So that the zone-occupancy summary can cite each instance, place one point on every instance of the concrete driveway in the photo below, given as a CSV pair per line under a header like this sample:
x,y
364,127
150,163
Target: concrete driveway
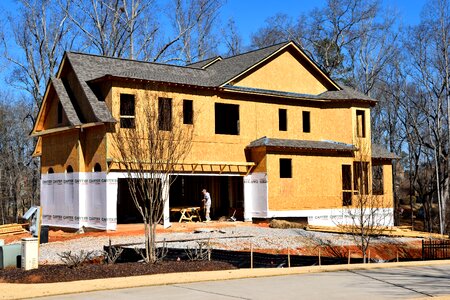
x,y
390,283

######

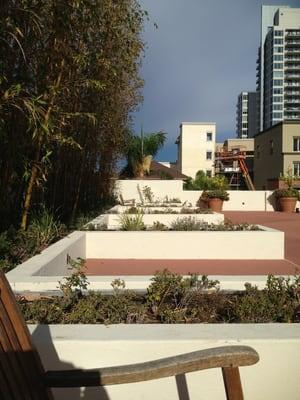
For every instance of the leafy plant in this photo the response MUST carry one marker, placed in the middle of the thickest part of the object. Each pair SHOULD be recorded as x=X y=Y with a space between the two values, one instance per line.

######

▸ **Work item**: Copy from the entries only those lines that hold the word "instance".

▸ **Exercise output**:
So that the zone-occupancy summary can cite each instance, place one point on every instance of the concrete driveway in the photo below, given as a CSV pair per line under a header like this sample:
For every instance of the leafy plant in this photo the response MUST carry one marker, placed in the middle of the thickest part of the object. Each pair SHOULD be recorded as x=X y=Y with a space between the two values, one instance per line.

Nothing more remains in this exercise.